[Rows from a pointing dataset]
★ ★ ★ ★ ★ ★ ★
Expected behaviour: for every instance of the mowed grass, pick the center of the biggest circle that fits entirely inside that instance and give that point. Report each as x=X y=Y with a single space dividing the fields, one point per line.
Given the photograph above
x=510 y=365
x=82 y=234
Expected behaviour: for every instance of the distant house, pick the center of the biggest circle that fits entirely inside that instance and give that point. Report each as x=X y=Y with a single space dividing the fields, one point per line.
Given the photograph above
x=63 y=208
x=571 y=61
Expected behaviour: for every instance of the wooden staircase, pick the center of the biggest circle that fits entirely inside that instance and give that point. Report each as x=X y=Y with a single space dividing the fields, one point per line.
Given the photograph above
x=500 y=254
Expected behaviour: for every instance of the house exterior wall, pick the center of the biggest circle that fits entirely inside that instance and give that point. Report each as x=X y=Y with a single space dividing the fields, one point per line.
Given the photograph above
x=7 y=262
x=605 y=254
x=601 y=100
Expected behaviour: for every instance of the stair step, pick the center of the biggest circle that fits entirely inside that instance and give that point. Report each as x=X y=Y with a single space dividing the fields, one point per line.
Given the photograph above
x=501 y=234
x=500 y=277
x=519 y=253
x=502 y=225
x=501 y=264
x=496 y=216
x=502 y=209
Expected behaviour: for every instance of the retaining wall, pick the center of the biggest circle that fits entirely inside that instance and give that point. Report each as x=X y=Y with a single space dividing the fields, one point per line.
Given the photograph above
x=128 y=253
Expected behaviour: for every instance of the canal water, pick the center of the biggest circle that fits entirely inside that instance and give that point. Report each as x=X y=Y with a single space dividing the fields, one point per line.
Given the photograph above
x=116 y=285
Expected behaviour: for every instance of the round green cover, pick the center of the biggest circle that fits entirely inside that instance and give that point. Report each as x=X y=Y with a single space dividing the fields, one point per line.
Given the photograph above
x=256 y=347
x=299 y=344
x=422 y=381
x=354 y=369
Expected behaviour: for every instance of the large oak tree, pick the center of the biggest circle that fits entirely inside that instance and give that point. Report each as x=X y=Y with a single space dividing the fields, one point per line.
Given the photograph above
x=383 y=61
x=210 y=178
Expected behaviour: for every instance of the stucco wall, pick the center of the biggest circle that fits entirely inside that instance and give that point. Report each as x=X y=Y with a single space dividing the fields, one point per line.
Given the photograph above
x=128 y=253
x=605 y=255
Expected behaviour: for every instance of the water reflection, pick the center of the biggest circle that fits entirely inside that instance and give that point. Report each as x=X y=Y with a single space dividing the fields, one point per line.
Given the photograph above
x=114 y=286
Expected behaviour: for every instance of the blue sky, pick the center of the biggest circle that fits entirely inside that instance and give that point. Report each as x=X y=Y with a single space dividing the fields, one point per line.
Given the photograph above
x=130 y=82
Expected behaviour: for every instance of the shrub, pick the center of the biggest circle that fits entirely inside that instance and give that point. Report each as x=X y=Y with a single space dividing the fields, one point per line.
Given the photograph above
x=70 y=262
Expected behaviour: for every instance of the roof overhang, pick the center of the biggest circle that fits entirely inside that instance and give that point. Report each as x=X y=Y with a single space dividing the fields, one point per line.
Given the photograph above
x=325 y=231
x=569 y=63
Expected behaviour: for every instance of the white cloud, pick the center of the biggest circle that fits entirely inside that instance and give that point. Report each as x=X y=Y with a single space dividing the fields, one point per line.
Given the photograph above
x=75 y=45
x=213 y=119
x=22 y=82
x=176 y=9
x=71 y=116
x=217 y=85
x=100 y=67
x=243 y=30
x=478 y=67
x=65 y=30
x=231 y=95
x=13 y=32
★ ★ ★ ★ ★ ★ ★
Put every line of the records above into a Markdown table with two columns, Row and Line, leaving out blank lines and numbering the rows in order.

=== RESULT OF THIS TASK ===
| Row | Line |
|---|---|
| 1 | Expected behaviour: for every instance of the mowed grass, pick the center of the biggest circle that fits entirely inside that instance and give that point. Report each as x=X y=Y with a single space dividing the fields, one point per line. |
| 2 | Given the photograph above |
| 3 | x=510 y=365 |
| 4 | x=82 y=234 |
| 5 | Expected behaviour: for every instance of the distant house, pick the center of the biggest circle that fits entirely inside that instance and give that point. Report each as x=X y=Y with a single space dividing the fields, one point per line. |
| 6 | Given the photograph above |
| 7 | x=63 y=208 |
| 8 | x=571 y=61 |
| 9 | Expected behaviour: for every instance of the wooden staircase, pick the center of the biggest circle that fits entirely inside that instance and give that point. Report each as x=X y=Y with a single space dividing the fields, one point per line. |
| 10 | Given the photograph above |
| 11 | x=500 y=254 |
| 12 | Expected behaviour: for every instance of the house exterior wall, pick the center of the biggest circle that fits entirely inside that instance and give that point. Report each as x=X y=Y with a single space dividing the fields, one point per line. |
| 13 | Given the photograph above |
| 14 | x=7 y=262 |
| 15 | x=605 y=254 |
| 16 | x=601 y=100 |
| 17 | Expected behaviour: for every instance of the stair step, pick the center of the biggest circle that fits entirely inside that instance and give that point. Report each as x=X y=Y with a single space dividing the fields, one point per line. |
| 18 | Given the photograph above |
| 19 | x=501 y=234 |
| 20 | x=500 y=277 |
| 21 | x=519 y=253 |
| 22 | x=502 y=225 |
| 23 | x=501 y=264 |
| 24 | x=496 y=216 |
| 25 | x=502 y=209 |
| 26 | Expected behaviour: for every instance of the retaining wall, pick the center of the biggest circle that fits entirely inside that instance and give that point. Report each as x=X y=Y with a single space dividing the fields, one point per line. |
| 27 | Given the photograph above |
| 28 | x=128 y=253 |
| 29 | Expected behaviour: for every instance of the canal water, pick the center of the biggest circle that fits entirely inside that instance and give that point. Report each as x=X y=Y with a single space dividing the fields, one point per line. |
| 30 | Given the photograph above |
| 31 | x=116 y=285 |
| 32 | Expected behaviour: for every instance of the round green cover, pick the center of the biggest circle that fits entirely inside that instance and give that point. Report each as x=X y=Y with a single space dividing the fields, one point per line. |
| 33 | Given the photograph above |
| 34 | x=256 y=347 |
| 35 | x=299 y=344 |
| 36 | x=422 y=381 |
| 37 | x=354 y=369 |
| 38 | Expected behaviour: for every instance of the large oak tree, pick the center of the biggest circle that fits entirely inside that instance and give that point. Report each as x=X y=Y with a single space dividing the fields, one point per line. |
| 39 | Given the photograph above |
| 40 | x=383 y=61 |
| 41 | x=210 y=178 |
| 42 | Expected behaviour: for every instance of the stucco wall, pick the center of the biggest circle that fits entirely inside that instance and give that point. Report each as x=X y=Y with a single space dividing the fields, one point per line. |
| 43 | Given the photograph above |
| 44 | x=128 y=253 |
| 45 | x=605 y=255 |
| 46 | Expected behaviour: for every instance of the water reflection, pick the center of the biggest circle that fits entirely inside that instance and give that point. Report each as x=X y=Y with a single space dividing the fields, one point per line. |
| 47 | Given the photograph above |
| 48 | x=114 y=286 |
| 49 | Expected behaviour: for every instance of the blue sky, pick the center of the biggest circle that fits entirely inside that instance and give that point. Report each as x=X y=Y with a single space dividing the fields, one point per line. |
| 50 | Given the photograph above |
| 51 | x=130 y=82 |
| 52 | Expected behaviour: for every instance of the shrub, pick the center of the biggest circle that fits entirely inside that instance and give that point. Report each as x=X y=Y with a single space dividing the fields, one point per line. |
| 53 | Given the photograph above |
| 54 | x=70 y=262 |
| 55 | Expected behaviour: for every instance of the roof overhang, pick the center of the biggest circle that fits entirely inside that instance and give that point. Report each as x=X y=Y with a single space dividing the fields, one point per line. |
| 56 | Given the photograph above |
| 57 | x=325 y=231 |
| 58 | x=569 y=63 |
| 59 | Expected behaviour: for every instance of the white cloud, pick the center of the biggest circle that fits entirely inside that instance and give that point. Report each as x=X y=Y with a single space dividing the fields, one point per line. |
| 60 | Given the photograph above |
| 61 | x=75 y=45 |
| 62 | x=213 y=119 |
| 63 | x=22 y=82 |
| 64 | x=176 y=9 |
| 65 | x=71 y=116 |
| 66 | x=217 y=85 |
| 67 | x=100 y=67 |
| 68 | x=243 y=30 |
| 69 | x=478 y=67 |
| 70 | x=65 y=30 |
| 71 | x=231 y=95 |
| 72 | x=13 y=32 |